Assigned task
Your task is to transcribe all of the data below exactly, omitting the images.
• • • • •
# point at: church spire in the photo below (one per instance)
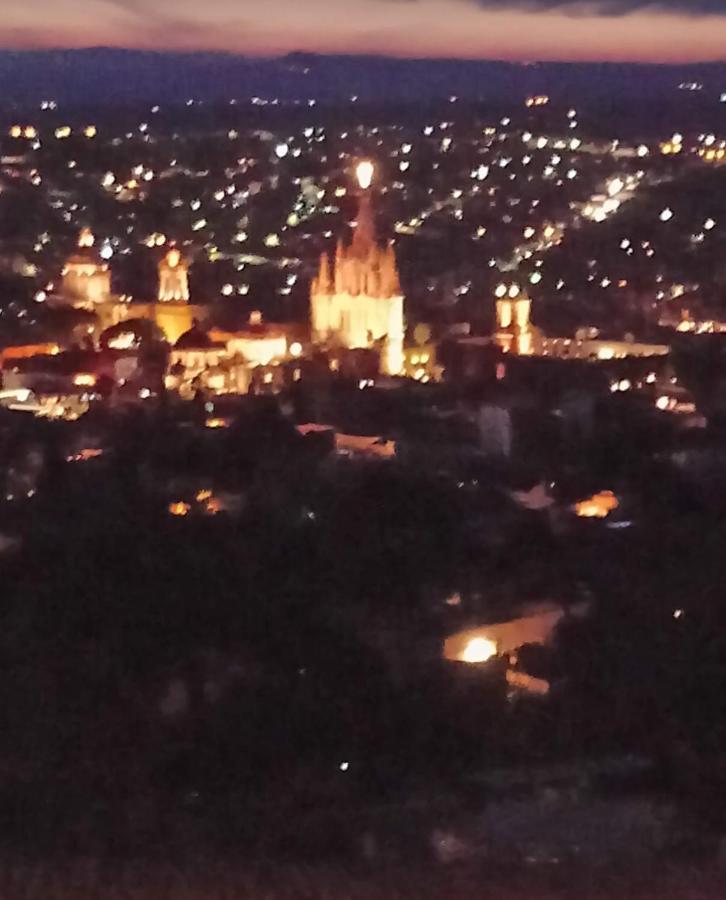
(364, 239)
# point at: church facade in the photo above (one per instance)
(356, 297)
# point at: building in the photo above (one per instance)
(259, 344)
(517, 335)
(172, 312)
(173, 278)
(356, 299)
(86, 277)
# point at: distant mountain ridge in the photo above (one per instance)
(120, 77)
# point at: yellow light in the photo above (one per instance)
(86, 238)
(479, 650)
(365, 171)
(84, 379)
(599, 506)
(124, 341)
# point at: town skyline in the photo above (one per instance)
(547, 31)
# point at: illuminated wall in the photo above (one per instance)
(356, 300)
(86, 279)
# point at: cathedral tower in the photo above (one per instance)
(356, 299)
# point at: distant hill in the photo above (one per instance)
(121, 77)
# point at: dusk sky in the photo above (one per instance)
(671, 30)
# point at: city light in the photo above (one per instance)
(479, 650)
(365, 171)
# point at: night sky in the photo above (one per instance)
(671, 30)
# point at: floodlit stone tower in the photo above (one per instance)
(173, 278)
(514, 328)
(356, 299)
(86, 277)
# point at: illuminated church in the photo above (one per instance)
(86, 277)
(356, 299)
(515, 333)
(87, 285)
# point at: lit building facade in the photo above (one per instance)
(173, 278)
(86, 278)
(356, 298)
(515, 333)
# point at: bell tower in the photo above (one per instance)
(173, 278)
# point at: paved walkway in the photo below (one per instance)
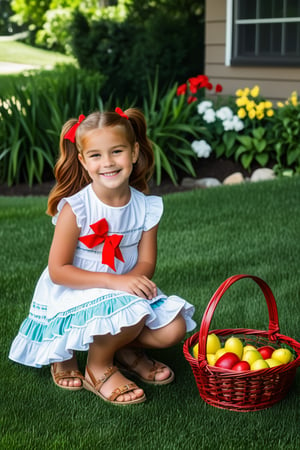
(7, 67)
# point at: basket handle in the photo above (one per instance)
(207, 317)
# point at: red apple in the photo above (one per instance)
(241, 366)
(266, 351)
(227, 361)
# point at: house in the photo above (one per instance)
(253, 42)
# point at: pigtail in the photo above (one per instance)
(69, 173)
(143, 168)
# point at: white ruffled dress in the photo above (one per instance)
(62, 320)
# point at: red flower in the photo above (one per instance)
(193, 88)
(181, 90)
(192, 99)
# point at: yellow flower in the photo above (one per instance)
(252, 114)
(241, 113)
(242, 101)
(254, 91)
(294, 98)
(250, 105)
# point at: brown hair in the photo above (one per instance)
(70, 174)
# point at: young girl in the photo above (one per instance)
(96, 293)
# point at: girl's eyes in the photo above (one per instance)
(98, 155)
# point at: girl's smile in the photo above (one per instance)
(108, 158)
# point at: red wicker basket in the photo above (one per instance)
(247, 390)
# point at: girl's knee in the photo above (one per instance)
(175, 331)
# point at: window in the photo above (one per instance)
(266, 32)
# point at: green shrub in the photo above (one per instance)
(32, 117)
(172, 126)
(128, 52)
(287, 135)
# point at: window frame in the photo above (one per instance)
(254, 60)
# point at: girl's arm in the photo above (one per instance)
(63, 272)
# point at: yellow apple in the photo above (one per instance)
(251, 355)
(220, 353)
(211, 359)
(234, 345)
(213, 343)
(283, 355)
(273, 362)
(259, 364)
(195, 351)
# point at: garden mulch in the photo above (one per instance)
(211, 167)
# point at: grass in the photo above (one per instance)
(18, 52)
(205, 236)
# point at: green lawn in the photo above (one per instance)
(18, 52)
(205, 237)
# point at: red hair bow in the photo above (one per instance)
(72, 131)
(111, 243)
(121, 113)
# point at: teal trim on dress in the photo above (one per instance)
(38, 328)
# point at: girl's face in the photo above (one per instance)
(108, 158)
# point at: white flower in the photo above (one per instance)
(228, 125)
(203, 106)
(238, 123)
(209, 116)
(201, 148)
(234, 124)
(224, 113)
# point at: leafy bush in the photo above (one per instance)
(172, 126)
(32, 117)
(287, 135)
(128, 52)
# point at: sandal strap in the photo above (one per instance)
(107, 374)
(122, 390)
(155, 370)
(66, 374)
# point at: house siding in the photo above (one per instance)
(276, 83)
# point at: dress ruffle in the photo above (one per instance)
(42, 341)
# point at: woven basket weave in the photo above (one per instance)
(247, 390)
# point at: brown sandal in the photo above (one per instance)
(57, 376)
(96, 385)
(155, 369)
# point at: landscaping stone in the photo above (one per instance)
(193, 183)
(208, 182)
(262, 174)
(234, 178)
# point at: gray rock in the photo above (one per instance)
(234, 178)
(262, 174)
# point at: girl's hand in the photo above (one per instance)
(139, 285)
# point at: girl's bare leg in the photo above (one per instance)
• • • • •
Response for this exercise
# point at: church spire in the photo below (one per instance)
(364, 239)
# point at: church facade in the photo above (one per instance)
(356, 297)
# point at: building in the photo above (one per instance)
(259, 344)
(517, 335)
(172, 312)
(173, 278)
(356, 299)
(86, 277)
# point at: distant mountain ridge in the photo above (one per instance)
(120, 77)
# point at: yellow light in the photo above (one per instance)
(86, 238)
(479, 650)
(365, 171)
(84, 379)
(599, 506)
(124, 341)
# point at: town skyline in the photo above (one per instance)
(547, 31)
# point at: illuminated wall in the photo above (one per instance)
(356, 300)
(86, 279)
# point at: cathedral tower in the photo above (one per instance)
(356, 299)
# point at: distant hill in the photo above (one per instance)
(121, 77)
# point at: dusk sky in the photo above (one per instance)
(671, 30)
# point at: city light in the photo above (one per instance)
(479, 650)
(365, 171)
# point at: night sky in the photo above (one per instance)
(671, 30)
# point at: floodlit stone tower in the photo above (one per instance)
(173, 278)
(514, 328)
(356, 299)
(86, 277)
# point at: illuminated church in the photo above (one per instance)
(86, 277)
(356, 299)
(515, 333)
(87, 285)
# point at: lit building facade in the photo above (one per instance)
(173, 278)
(86, 278)
(356, 298)
(515, 333)
# point at: bell tower in the photo above (one per instance)
(173, 278)
# point at: paved walkway in the photo below (one per instance)
(7, 67)
# point at: basket handle in the photo above (one per instance)
(207, 317)
# point at: red apple in the photo above (one per instance)
(241, 366)
(266, 351)
(227, 361)
# point at: house in the photo above (one per instance)
(253, 42)
# point at: pigtail in the photo above (one per instance)
(69, 173)
(143, 168)
# point at: white ruffled dress in the photo above (one per instance)
(62, 320)
# point at: red flower in the photo above (one per instance)
(193, 88)
(181, 90)
(192, 99)
# point at: yellow flower in the photo above (one per instance)
(252, 114)
(241, 113)
(242, 101)
(254, 91)
(294, 98)
(250, 105)
# point at: brown hair in the photo above (one per instance)
(70, 174)
# point at: young girl in the photo above (one per instance)
(96, 293)
# point at: girl's eyes in the photo above (one per instance)
(98, 155)
# point at: girl's smile in the photo above (one per instance)
(108, 158)
# point at: red wicker basket in the photo above (one per instance)
(247, 390)
# point at: girl's knee in the photo above (one per instance)
(175, 331)
# point at: window in the photo above (one per instance)
(266, 32)
# point at: green shrub in the photo above (one per instance)
(32, 117)
(172, 126)
(128, 52)
(287, 135)
# point at: window frame in the photo above (one per instance)
(254, 60)
# point at: girl's arm in the photo above (one per instance)
(63, 272)
# point at: yellow apple in the photo above (one per instance)
(251, 355)
(220, 353)
(211, 359)
(234, 345)
(213, 343)
(283, 355)
(273, 362)
(259, 364)
(195, 351)
# point at: garden mulch in the photo above (one per instance)
(211, 167)
# point at: grass in the photo above (one per instance)
(18, 52)
(205, 236)
# point at: green lawn in the photo above (one per instance)
(18, 52)
(205, 237)
# point at: red hair bow in the photo above (one per instance)
(72, 131)
(111, 243)
(121, 113)
# point at: teal trim on dress in the photo above (one per instance)
(38, 328)
# point at: girl's face in the photo above (one per instance)
(108, 158)
# point at: white flower in the photo above (one per instance)
(228, 125)
(203, 106)
(238, 123)
(209, 116)
(201, 148)
(234, 124)
(224, 113)
# point at: leafy bush in the photo above (one per instance)
(172, 126)
(32, 117)
(287, 135)
(128, 52)
# point at: sandal strap in the photo above (one per instance)
(107, 374)
(122, 390)
(155, 370)
(66, 374)
# point at: house siding in the photo above (one per instance)
(276, 83)
# point at: dress ruffle in the photo above (one per instance)
(42, 341)
# point at: woven basket weave in the photo above (one per instance)
(247, 390)
# point at: brown sandal in the photo above (one per instance)
(57, 376)
(96, 385)
(155, 369)
# point at: landscaping stone in the photo above (one per instance)
(193, 183)
(208, 182)
(262, 174)
(234, 178)
# point at: gray rock in the photo above (one per instance)
(234, 178)
(262, 174)
# point at: girl's hand in the photo above (one per instance)
(139, 285)
# point at: girl's bare leg in the photo above (one per instance)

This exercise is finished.